> [SUPPLIED MATERIAL]:
[Start of section]

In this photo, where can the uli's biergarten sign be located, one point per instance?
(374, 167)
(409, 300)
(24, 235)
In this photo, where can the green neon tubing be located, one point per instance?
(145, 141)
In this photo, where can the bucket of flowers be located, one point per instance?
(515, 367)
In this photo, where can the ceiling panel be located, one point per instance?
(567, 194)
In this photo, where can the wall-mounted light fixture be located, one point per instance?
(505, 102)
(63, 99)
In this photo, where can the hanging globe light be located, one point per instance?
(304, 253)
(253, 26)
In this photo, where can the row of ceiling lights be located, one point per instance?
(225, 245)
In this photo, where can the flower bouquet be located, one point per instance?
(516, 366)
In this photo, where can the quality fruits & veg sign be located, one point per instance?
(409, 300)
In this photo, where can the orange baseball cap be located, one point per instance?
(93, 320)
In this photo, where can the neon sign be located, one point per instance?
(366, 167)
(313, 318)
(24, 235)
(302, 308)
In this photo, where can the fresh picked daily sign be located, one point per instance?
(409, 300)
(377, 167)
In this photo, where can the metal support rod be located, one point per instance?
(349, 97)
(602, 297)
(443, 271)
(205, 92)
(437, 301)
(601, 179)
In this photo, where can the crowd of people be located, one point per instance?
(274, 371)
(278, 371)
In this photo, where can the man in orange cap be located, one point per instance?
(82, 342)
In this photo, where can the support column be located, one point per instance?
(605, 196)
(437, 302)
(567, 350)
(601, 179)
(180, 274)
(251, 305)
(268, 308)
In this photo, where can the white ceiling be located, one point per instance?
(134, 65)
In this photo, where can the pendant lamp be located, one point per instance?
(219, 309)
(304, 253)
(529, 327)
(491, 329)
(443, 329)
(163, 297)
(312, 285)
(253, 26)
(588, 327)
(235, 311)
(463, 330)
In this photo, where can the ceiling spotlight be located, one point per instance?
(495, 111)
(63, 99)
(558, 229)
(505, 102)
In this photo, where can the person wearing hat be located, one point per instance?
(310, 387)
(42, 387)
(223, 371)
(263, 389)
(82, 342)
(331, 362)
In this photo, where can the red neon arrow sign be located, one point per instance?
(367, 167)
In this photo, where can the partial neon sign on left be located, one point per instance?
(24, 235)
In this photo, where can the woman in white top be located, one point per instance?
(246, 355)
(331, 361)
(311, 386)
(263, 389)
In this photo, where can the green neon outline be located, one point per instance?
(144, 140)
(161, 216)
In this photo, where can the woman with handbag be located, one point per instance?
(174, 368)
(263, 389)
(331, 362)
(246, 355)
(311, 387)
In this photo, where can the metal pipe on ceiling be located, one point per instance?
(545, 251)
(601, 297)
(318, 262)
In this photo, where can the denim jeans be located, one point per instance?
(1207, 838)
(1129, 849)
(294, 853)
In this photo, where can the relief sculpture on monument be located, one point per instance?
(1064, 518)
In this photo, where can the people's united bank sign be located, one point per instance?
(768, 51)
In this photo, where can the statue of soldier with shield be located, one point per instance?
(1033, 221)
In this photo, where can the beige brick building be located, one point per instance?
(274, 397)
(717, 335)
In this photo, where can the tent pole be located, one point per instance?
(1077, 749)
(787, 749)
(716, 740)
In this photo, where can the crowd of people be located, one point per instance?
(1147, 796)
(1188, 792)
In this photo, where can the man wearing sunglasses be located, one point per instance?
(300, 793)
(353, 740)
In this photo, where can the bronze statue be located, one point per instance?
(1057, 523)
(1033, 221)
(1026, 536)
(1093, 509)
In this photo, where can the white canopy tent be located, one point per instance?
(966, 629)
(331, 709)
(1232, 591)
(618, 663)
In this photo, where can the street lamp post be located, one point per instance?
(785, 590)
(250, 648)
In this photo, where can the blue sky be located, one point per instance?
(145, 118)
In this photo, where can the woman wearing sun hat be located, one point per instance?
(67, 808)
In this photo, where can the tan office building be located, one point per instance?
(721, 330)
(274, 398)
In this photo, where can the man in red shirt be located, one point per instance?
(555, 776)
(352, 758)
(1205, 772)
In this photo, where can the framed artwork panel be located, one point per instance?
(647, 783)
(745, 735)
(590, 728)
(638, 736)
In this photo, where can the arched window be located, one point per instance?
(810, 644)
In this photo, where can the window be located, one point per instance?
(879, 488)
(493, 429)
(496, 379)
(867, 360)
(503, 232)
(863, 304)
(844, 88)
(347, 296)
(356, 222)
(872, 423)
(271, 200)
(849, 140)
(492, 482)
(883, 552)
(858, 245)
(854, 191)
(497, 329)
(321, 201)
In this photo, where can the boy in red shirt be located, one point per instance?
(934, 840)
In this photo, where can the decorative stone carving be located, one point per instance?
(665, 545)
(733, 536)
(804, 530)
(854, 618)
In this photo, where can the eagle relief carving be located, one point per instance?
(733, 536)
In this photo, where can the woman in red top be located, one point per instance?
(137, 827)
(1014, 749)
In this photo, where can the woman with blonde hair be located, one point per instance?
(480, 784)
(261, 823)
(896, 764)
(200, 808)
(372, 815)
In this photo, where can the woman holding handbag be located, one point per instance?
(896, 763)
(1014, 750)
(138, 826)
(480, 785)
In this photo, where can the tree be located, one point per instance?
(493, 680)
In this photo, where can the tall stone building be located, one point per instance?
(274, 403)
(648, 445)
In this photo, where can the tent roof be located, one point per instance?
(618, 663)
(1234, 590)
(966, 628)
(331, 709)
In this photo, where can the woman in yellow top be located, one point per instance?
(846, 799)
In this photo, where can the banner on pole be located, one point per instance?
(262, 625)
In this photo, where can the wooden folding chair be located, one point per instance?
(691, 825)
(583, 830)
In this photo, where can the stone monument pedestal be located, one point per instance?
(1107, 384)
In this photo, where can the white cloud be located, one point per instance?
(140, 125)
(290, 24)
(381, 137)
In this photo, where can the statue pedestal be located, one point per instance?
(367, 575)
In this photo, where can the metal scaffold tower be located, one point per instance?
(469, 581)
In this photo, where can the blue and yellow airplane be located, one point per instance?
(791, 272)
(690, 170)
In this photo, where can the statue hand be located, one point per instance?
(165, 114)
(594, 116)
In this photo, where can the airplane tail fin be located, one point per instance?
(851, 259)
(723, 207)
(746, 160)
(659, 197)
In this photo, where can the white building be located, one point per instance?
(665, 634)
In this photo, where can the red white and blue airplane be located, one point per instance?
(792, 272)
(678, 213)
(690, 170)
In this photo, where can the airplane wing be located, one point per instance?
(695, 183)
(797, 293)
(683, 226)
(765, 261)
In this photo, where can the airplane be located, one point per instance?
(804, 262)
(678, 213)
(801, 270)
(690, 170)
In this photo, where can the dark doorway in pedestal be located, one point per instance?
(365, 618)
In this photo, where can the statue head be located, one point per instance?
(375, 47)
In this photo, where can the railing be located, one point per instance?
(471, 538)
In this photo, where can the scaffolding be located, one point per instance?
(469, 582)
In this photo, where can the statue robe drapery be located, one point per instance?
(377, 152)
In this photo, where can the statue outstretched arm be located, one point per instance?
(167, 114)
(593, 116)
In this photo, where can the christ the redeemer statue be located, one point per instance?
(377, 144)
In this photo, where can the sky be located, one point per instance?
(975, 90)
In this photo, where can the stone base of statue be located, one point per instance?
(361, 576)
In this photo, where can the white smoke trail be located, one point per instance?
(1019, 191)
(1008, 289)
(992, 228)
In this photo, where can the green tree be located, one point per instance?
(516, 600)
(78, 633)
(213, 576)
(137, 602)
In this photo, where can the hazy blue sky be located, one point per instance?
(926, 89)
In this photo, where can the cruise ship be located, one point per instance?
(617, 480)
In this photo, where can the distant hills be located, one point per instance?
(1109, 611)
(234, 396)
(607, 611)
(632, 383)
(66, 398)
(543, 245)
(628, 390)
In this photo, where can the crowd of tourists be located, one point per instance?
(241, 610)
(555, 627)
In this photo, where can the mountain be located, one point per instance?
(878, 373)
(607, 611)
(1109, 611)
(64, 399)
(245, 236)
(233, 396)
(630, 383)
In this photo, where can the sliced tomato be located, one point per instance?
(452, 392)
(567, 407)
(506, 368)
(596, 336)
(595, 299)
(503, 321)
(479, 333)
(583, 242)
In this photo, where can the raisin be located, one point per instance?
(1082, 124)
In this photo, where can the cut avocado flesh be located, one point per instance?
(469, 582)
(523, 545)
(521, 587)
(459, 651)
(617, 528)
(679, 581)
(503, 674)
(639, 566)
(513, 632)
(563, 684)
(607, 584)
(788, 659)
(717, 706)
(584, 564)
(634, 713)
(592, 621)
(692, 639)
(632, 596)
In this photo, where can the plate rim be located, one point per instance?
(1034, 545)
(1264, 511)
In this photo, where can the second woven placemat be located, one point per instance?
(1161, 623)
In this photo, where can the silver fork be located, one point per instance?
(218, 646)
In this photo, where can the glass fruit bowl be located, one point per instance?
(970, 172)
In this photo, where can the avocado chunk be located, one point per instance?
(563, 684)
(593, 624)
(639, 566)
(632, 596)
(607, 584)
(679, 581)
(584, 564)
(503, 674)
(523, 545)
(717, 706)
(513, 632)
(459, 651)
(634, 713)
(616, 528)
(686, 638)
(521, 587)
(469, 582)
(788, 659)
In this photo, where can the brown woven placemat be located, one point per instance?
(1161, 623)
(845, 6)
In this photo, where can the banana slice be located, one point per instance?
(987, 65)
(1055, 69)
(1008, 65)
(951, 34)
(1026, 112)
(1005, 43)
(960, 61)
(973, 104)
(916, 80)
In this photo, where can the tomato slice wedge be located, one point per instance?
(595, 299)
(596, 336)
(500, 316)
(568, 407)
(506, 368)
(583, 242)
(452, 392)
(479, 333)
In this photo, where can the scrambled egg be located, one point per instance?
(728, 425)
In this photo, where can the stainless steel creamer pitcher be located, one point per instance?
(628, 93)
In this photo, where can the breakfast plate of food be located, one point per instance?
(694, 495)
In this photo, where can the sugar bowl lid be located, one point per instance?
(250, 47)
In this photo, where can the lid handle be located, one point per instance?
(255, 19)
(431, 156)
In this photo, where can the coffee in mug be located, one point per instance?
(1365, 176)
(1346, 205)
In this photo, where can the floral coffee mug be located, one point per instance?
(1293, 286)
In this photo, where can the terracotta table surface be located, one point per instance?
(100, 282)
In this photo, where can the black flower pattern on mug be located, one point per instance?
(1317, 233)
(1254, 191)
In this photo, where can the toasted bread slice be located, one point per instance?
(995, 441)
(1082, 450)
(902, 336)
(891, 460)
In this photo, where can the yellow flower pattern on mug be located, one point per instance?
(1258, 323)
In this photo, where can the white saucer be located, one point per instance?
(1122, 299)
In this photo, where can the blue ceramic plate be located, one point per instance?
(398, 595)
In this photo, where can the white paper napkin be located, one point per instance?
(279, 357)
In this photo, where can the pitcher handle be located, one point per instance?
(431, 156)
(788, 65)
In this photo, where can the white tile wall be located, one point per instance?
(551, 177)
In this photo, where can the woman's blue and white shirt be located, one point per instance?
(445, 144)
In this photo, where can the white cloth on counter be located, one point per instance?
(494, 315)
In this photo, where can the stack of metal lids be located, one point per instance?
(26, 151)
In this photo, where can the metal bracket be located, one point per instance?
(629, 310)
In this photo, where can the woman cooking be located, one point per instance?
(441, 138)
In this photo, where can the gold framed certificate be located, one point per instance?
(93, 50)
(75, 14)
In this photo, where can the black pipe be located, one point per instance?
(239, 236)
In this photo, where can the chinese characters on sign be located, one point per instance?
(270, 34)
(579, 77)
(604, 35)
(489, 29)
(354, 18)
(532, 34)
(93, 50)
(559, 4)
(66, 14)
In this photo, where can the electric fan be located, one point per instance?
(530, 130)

[End of section]

> [YOUR OBJECTIVE]: Nothing but the lines from the one with "In this photo, where can the gold" through the end of the data above should be repeated, each exactly as it stands.

> [EXPECTED OUTPUT]:
In this photo, where can the gold framed certificate be located, one point per instance?
(93, 50)
(75, 14)
In this photo, where can the black pipe be located, one point per instance?
(239, 236)
In this photo, where can the chinese characters on sign be located, one point per instance?
(270, 34)
(579, 77)
(604, 35)
(489, 29)
(354, 18)
(532, 34)
(93, 50)
(559, 4)
(66, 14)
In this photo, where can the electric fan be located, one point per instance?
(530, 130)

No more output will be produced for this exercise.